§ **Task**: Your response should be the complete listing, returned exactly as written.

§ **Exercise inputs**:
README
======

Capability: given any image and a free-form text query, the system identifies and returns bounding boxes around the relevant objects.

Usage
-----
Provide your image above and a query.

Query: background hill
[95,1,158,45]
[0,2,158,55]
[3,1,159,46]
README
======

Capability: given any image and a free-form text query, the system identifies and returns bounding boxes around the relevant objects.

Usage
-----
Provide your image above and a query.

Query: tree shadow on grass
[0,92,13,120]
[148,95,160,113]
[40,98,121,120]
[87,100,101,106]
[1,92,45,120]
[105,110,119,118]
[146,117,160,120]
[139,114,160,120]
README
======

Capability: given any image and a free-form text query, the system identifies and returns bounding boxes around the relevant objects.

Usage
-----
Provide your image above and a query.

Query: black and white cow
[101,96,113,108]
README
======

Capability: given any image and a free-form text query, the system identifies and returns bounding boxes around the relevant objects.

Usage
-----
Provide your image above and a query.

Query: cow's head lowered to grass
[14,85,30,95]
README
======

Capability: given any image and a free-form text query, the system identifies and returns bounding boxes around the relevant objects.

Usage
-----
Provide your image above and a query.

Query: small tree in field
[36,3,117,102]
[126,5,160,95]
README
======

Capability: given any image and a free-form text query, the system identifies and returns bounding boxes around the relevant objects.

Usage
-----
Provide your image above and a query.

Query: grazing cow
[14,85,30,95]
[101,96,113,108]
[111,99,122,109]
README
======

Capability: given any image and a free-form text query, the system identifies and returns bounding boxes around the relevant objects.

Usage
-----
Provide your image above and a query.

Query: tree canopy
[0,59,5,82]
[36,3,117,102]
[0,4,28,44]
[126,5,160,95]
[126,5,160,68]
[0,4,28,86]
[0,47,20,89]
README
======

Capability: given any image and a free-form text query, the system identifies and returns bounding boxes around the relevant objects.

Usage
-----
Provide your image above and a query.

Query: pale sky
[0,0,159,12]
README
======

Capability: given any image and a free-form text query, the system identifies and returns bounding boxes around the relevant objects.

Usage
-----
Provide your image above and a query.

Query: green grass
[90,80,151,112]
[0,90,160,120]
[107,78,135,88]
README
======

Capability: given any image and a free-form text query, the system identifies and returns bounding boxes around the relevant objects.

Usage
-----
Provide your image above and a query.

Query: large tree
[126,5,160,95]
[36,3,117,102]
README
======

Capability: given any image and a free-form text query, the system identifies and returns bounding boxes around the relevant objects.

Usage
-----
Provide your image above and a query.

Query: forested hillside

§ **Task solution**:
README
======

Capability: given any image and a free-form text query, the system identifies and returns bounding boxes around the relevant objects.

Usage
-----
Provide your image above and a query.

Query: background hill
[95,1,158,45]
[0,2,158,55]
[3,1,159,46]
README
======

Capability: given any image and a free-form text query, the system identifies and returns bounding boxes around the relevant objects.

Usage
-----
Provide your image above and a query.

Query: tree shadow on grass
[0,92,13,120]
[148,95,160,113]
[40,98,121,120]
[87,100,101,106]
[1,92,45,120]
[105,110,119,118]
[146,117,160,120]
[139,114,160,120]
README
======

Capability: given any image and a free-form text query, the system identifies and returns bounding boxes around the relevant objects.

Usage
-----
Provide your image above and a query.

Query: black and white cow
[101,96,113,108]
README
======

Capability: given any image and a free-form text query, the system identifies and returns bounding boxes around the relevant objects.

Usage
-----
Provide your image above and a query.

Query: cow's head lowered to grass
[14,85,30,95]
README
======

Capability: given any image and a free-form text query, the system identifies and returns bounding boxes around the relevant objects.

Usage
-----
Provide your image above and a query.

Query: small tree in field
[36,3,117,102]
[126,5,160,95]
README
======

Capability: given any image and a free-form text query, the system identifies and returns bounding boxes around the relevant objects.

Usage
-----
Provide your image above and a query.

Query: grazing cow
[14,85,30,95]
[101,96,113,108]
[111,99,122,109]
README
======

Capability: given any image and a free-form text query, the system identifies and returns bounding boxes around the relevant objects.

Usage
-----
Provide your image above and a query.

Query: tree canopy
[0,59,5,82]
[36,3,117,102]
[0,4,28,44]
[126,5,160,95]
[126,5,160,68]
[0,4,28,86]
[0,47,20,89]
README
======

Capability: given any image and a free-form text query, the system identifies and returns bounding boxes around the relevant objects.

Usage
-----
Provide your image above and a query.

Query: pale sky
[0,0,159,12]
README
======

Capability: given any image and a free-form text query, the system identifies and returns bounding boxes around the relevant objects.

Usage
-----
Provide your image above and a query.

Query: green grass
[90,80,151,112]
[0,90,160,120]
[107,78,135,88]
README
======

Capability: given any image and a free-form text query, the system identifies and returns bounding boxes around the relevant objects.

Usage
-----
Provide your image above and a query.

Query: large tree
[126,5,160,95]
[36,3,117,102]
README
======

Capability: given any image and a free-form text query, the system identifies and returns bounding boxes around the relevant objects.

Usage
-----
Provide your image above and a query.

Query: forested hillside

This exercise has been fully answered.